## What to do
Retype the full article on psychiatric treatment for cerebral palsy word for word.

## Reading text
========================================
The Challenges of Psychiatric Treatment for Cerebral Palsy

Every day, Dr. Daniel Linhares is exploring a new frontier in cerebral palsy psychiatric research. He is one of the only psychiatrists in the U.S. who specializes in treating patients with CP but has little literature to draw from when prescribing medication or making treatment recommendations. So he went ahead and researched it himself.

Dr. Linhares’ Journey to Caring for CP Patients

When he was a psychiatry resident, he found himself drawn to psychosomatic medicine, a subspecialty that treats patients with medical and psychiatric conditions. During his fellowship, he met with patients who had CP and found that many of them were fairly well-adjusted socially. He was impressed with their strength but knew there was something else going on beneath the surface.

“Resilience is sometimes mistaken for immunity,” said Dr. Linhares. “You look so resilient that no one is paying attention to the psychiatric part. I’ve come across more than a few patients that, when you actually dig into their history, you identify the significant depression that has been going on for a while.”

The State of Psychiatric Treatment for CP Patients

Treating CP patients with mental illness is particularly difficult. Depending on variables such as age or other medical disabilities or conditions, certain common psychiatric medications could have a negative effect on patients’ health. For example, SSRI medications are usually prescribed to treat depression but, if someone has a particular type of CP, there may be a higher chance of experiencing harmful side effects.
========================================
(Extracted data entries)
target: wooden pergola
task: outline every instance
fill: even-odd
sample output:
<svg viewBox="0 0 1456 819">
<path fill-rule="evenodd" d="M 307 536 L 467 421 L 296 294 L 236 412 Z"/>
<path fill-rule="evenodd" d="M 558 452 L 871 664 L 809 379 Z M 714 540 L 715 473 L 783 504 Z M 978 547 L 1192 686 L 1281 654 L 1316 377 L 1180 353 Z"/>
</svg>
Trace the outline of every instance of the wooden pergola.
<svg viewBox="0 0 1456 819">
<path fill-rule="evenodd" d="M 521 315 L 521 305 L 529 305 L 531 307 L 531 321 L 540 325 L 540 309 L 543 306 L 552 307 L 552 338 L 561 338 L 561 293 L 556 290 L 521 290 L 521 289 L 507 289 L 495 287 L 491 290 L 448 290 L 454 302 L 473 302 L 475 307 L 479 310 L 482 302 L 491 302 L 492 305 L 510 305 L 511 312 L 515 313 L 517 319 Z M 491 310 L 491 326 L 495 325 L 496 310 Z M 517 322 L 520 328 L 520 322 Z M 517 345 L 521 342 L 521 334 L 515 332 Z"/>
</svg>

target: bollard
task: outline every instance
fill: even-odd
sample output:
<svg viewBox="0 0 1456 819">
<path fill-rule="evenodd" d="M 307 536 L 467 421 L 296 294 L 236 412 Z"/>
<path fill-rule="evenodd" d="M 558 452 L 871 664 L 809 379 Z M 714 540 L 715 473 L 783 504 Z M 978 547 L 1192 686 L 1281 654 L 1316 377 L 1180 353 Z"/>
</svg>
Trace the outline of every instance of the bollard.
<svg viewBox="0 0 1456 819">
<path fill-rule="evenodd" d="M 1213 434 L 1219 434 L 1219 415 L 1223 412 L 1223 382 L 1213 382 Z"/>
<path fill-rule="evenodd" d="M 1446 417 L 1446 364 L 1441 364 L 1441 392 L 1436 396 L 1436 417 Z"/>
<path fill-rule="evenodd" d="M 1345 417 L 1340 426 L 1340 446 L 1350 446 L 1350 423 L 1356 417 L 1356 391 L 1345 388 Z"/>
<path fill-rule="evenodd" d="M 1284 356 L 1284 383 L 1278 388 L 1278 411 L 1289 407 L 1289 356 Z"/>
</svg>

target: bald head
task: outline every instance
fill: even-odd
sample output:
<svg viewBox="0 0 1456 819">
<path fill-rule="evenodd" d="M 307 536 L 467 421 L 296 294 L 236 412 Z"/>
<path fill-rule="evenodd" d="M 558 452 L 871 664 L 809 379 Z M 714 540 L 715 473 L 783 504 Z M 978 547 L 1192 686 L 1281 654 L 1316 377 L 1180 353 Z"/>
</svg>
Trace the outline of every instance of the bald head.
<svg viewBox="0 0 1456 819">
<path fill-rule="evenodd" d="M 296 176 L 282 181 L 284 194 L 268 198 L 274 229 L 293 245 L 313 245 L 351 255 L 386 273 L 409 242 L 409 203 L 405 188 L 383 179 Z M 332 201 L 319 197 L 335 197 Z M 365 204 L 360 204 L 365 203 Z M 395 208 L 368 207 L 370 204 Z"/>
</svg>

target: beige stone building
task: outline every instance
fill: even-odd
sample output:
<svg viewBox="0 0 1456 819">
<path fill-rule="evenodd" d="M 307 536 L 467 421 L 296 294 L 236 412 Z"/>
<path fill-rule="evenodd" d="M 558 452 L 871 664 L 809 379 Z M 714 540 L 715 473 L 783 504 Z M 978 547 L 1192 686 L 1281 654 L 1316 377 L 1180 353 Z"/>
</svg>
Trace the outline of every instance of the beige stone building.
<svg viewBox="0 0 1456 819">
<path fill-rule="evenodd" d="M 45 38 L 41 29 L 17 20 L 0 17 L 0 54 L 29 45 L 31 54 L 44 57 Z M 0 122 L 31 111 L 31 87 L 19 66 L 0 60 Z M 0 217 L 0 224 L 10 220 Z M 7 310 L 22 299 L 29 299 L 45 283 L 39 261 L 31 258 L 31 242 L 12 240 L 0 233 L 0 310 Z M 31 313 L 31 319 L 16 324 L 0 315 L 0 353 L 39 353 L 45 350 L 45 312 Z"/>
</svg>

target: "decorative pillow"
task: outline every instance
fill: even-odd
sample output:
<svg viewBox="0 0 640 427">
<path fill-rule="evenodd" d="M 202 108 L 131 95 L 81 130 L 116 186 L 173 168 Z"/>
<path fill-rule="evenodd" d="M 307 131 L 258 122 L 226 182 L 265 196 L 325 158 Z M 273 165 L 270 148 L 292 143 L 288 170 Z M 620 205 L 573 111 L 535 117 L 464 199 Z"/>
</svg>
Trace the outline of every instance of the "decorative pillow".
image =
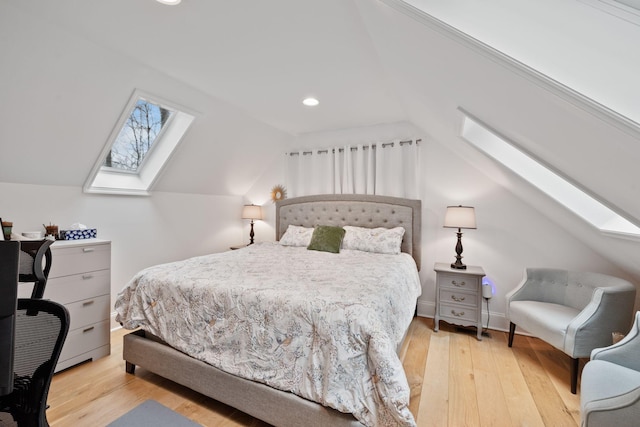
<svg viewBox="0 0 640 427">
<path fill-rule="evenodd" d="M 311 243 L 307 249 L 312 251 L 340 252 L 340 245 L 345 231 L 342 227 L 332 227 L 329 225 L 317 225 L 311 236 Z"/>
<path fill-rule="evenodd" d="M 280 244 L 284 246 L 309 246 L 313 228 L 289 225 L 287 231 L 280 238 Z"/>
<path fill-rule="evenodd" d="M 380 254 L 399 254 L 402 247 L 403 227 L 364 228 L 345 225 L 343 249 L 355 249 Z"/>
</svg>

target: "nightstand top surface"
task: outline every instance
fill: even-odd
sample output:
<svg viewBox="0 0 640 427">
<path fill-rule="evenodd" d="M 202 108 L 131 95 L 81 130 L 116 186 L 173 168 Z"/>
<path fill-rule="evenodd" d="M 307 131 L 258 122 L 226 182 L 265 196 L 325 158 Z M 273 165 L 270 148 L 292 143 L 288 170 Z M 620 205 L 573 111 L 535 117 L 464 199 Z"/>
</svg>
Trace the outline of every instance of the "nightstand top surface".
<svg viewBox="0 0 640 427">
<path fill-rule="evenodd" d="M 469 276 L 484 276 L 484 270 L 477 265 L 468 265 L 466 269 L 451 268 L 451 263 L 436 262 L 433 269 L 439 273 L 466 274 Z"/>
</svg>

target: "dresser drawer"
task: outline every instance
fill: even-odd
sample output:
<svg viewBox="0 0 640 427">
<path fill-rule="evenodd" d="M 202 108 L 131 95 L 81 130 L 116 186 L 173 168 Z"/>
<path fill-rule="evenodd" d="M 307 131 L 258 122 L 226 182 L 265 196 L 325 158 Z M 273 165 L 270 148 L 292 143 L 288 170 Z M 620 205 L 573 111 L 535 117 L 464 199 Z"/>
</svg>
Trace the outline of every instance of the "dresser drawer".
<svg viewBox="0 0 640 427">
<path fill-rule="evenodd" d="M 67 310 L 69 310 L 69 317 L 71 318 L 69 330 L 84 328 L 92 323 L 108 320 L 110 315 L 110 300 L 110 295 L 103 295 L 67 304 L 66 307 Z"/>
<path fill-rule="evenodd" d="M 464 277 L 453 274 L 439 274 L 438 287 L 469 292 L 478 292 L 478 279 L 475 277 Z"/>
<path fill-rule="evenodd" d="M 87 271 L 106 270 L 111 266 L 110 244 L 86 244 L 81 246 L 51 246 L 53 255 L 49 280 Z"/>
<path fill-rule="evenodd" d="M 453 323 L 467 321 L 475 324 L 478 321 L 478 310 L 475 307 L 442 303 L 440 317 L 444 320 L 452 319 Z"/>
<path fill-rule="evenodd" d="M 443 287 L 440 289 L 440 301 L 443 304 L 470 305 L 475 307 L 478 304 L 478 293 Z"/>
<path fill-rule="evenodd" d="M 60 362 L 109 344 L 109 320 L 69 331 L 62 347 Z"/>
<path fill-rule="evenodd" d="M 93 271 L 47 280 L 44 297 L 61 304 L 84 301 L 110 293 L 111 270 Z"/>
</svg>

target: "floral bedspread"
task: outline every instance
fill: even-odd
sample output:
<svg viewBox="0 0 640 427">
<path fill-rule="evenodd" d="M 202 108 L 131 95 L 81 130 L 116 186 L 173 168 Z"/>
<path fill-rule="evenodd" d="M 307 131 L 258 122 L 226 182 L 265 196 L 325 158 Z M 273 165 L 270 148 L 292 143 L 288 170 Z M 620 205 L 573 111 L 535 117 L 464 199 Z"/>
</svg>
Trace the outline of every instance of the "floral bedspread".
<svg viewBox="0 0 640 427">
<path fill-rule="evenodd" d="M 396 347 L 420 292 L 407 254 L 260 243 L 147 268 L 115 308 L 125 328 L 228 373 L 368 426 L 413 426 Z"/>
</svg>

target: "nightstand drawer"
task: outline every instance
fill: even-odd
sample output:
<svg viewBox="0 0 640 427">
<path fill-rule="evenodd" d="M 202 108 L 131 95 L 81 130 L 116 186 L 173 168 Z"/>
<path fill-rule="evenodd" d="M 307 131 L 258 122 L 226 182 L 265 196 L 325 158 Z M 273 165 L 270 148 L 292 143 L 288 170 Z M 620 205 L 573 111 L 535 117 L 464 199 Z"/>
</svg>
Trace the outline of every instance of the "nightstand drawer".
<svg viewBox="0 0 640 427">
<path fill-rule="evenodd" d="M 478 310 L 475 307 L 442 303 L 440 305 L 440 317 L 443 320 L 447 320 L 447 318 L 455 320 L 453 323 L 467 321 L 475 324 L 478 321 Z"/>
<path fill-rule="evenodd" d="M 69 310 L 71 324 L 69 330 L 84 328 L 92 323 L 108 320 L 111 308 L 111 296 L 102 295 L 84 301 L 78 301 L 66 305 Z"/>
<path fill-rule="evenodd" d="M 478 305 L 478 294 L 476 292 L 462 292 L 443 287 L 440 289 L 440 301 L 442 304 L 475 307 Z"/>
<path fill-rule="evenodd" d="M 95 243 L 65 247 L 62 244 L 56 245 L 56 243 L 51 246 L 53 262 L 51 263 L 49 280 L 55 277 L 111 268 L 110 244 Z"/>
<path fill-rule="evenodd" d="M 438 287 L 478 292 L 478 279 L 454 274 L 438 274 Z"/>
<path fill-rule="evenodd" d="M 44 298 L 60 304 L 83 301 L 111 292 L 111 270 L 88 271 L 73 276 L 56 277 L 47 281 Z"/>
<path fill-rule="evenodd" d="M 109 320 L 69 331 L 62 347 L 60 361 L 67 360 L 92 349 L 109 344 Z"/>
</svg>

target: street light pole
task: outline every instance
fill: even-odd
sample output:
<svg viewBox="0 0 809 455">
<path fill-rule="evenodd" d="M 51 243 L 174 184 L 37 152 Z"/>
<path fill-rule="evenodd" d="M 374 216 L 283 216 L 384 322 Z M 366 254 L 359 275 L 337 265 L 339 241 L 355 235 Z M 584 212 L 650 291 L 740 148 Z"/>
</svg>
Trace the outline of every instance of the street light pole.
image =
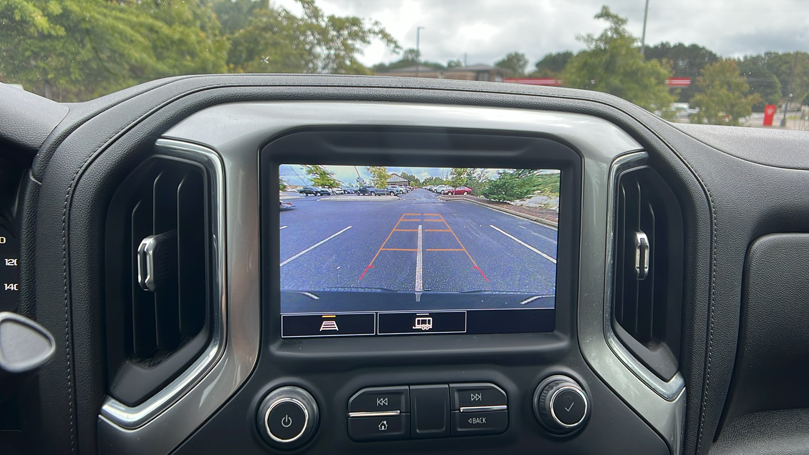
========================================
## Exercise solution
The Challenges of Psychiatric Treatment for Cerebral Palsy

Every day, Dr. Daniel Linhares is exploring a new frontier in cerebral palsy psychiatric research. He is one of the only psychiatrists in the U.S. who specializes in treating patients with CP but has little literature to draw from when prescribing medication or making treatment recommendations. So he went ahead and researched it himself.

Dr. Linhares’ Journey to Caring for CP Patients

When he was a psychiatry resident, he found himself drawn to psychosomatic medicine, a subspecialty that treats patients with medical and psychiatric conditions. During his fellowship, he met with patients who had CP and found that many of them were fairly well-adjusted socially. He was impressed with their strength but knew there was something else going on beneath the surface.

“Resilience is sometimes mistaken for immunity,” said Dr. Linhares. “You look so resilient that no one is paying attention to the psychiatric part. I’ve come across more than a few patients that, when you actually dig into their history, you identify the significant depression that has been going on for a while.”

The State of Psychiatric Treatment for CP Patients

Treating CP patients with mental illness is particularly difficult. Depending on variables such as age or other medical disabilities or conditions, certain common psychiatric medications could have a negative effect on patients’ health. For example, SSRI medications are usually prescribed to treat depression but, if someone has a particular type of CP, there may be a higher chance of experiencing harmful side effects.